The task: Find the line that contains "Target: daisy flower"; then retype it and each line after it, exactly, through the final line of the data below.

### Records for the exercise

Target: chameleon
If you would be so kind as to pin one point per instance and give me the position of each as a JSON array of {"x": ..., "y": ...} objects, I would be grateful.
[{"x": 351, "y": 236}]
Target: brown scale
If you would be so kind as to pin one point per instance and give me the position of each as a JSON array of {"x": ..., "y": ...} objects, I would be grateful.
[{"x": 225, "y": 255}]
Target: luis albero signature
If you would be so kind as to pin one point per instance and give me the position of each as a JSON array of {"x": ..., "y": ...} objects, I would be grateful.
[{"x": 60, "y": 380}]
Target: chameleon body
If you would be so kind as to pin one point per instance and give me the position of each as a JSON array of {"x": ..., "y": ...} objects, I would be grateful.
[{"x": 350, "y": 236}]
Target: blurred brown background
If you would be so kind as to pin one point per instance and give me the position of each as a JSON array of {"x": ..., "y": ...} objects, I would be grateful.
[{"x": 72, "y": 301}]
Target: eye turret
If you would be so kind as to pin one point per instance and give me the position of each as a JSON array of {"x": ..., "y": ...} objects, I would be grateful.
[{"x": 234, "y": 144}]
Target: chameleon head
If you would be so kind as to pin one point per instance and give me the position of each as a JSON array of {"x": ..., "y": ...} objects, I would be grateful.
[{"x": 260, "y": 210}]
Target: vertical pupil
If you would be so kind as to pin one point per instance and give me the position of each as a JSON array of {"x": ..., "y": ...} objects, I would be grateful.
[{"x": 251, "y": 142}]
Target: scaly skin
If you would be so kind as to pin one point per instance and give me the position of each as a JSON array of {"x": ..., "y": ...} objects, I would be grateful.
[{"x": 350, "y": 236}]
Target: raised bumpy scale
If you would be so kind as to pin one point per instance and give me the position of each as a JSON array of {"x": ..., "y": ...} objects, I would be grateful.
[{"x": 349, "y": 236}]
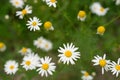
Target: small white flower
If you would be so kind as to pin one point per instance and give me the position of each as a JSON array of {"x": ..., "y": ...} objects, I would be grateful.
[
  {"x": 46, "y": 66},
  {"x": 17, "y": 3},
  {"x": 51, "y": 3},
  {"x": 25, "y": 11},
  {"x": 86, "y": 76},
  {"x": 48, "y": 25},
  {"x": 115, "y": 67},
  {"x": 11, "y": 67},
  {"x": 69, "y": 54},
  {"x": 101, "y": 62},
  {"x": 2, "y": 47},
  {"x": 33, "y": 24},
  {"x": 30, "y": 61},
  {"x": 81, "y": 15},
  {"x": 25, "y": 51}
]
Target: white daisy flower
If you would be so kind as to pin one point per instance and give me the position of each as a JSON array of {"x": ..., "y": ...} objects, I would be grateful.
[
  {"x": 117, "y": 2},
  {"x": 46, "y": 67},
  {"x": 27, "y": 10},
  {"x": 86, "y": 76},
  {"x": 101, "y": 62},
  {"x": 48, "y": 25},
  {"x": 115, "y": 67},
  {"x": 2, "y": 47},
  {"x": 11, "y": 67},
  {"x": 51, "y": 3},
  {"x": 17, "y": 3},
  {"x": 33, "y": 24},
  {"x": 30, "y": 61},
  {"x": 81, "y": 15},
  {"x": 69, "y": 53},
  {"x": 25, "y": 51}
]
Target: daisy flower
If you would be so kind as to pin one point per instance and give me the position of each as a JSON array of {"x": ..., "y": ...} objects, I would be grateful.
[
  {"x": 81, "y": 15},
  {"x": 46, "y": 67},
  {"x": 102, "y": 62},
  {"x": 115, "y": 67},
  {"x": 86, "y": 76},
  {"x": 48, "y": 25},
  {"x": 25, "y": 51},
  {"x": 17, "y": 3},
  {"x": 25, "y": 11},
  {"x": 33, "y": 24},
  {"x": 11, "y": 67},
  {"x": 51, "y": 3},
  {"x": 2, "y": 47},
  {"x": 68, "y": 53},
  {"x": 100, "y": 30},
  {"x": 30, "y": 61}
]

######

Exercise solution:
Target: daisy flower
If you would be so kind as to pin one point per instance and give me the position of each as a JSON array of {"x": ..., "y": ...} objects, I would be grateful.
[
  {"x": 81, "y": 15},
  {"x": 46, "y": 67},
  {"x": 102, "y": 62},
  {"x": 115, "y": 67},
  {"x": 86, "y": 76},
  {"x": 48, "y": 25},
  {"x": 25, "y": 51},
  {"x": 17, "y": 3},
  {"x": 25, "y": 11},
  {"x": 33, "y": 24},
  {"x": 11, "y": 67},
  {"x": 51, "y": 3},
  {"x": 2, "y": 47},
  {"x": 68, "y": 53},
  {"x": 100, "y": 30},
  {"x": 30, "y": 61}
]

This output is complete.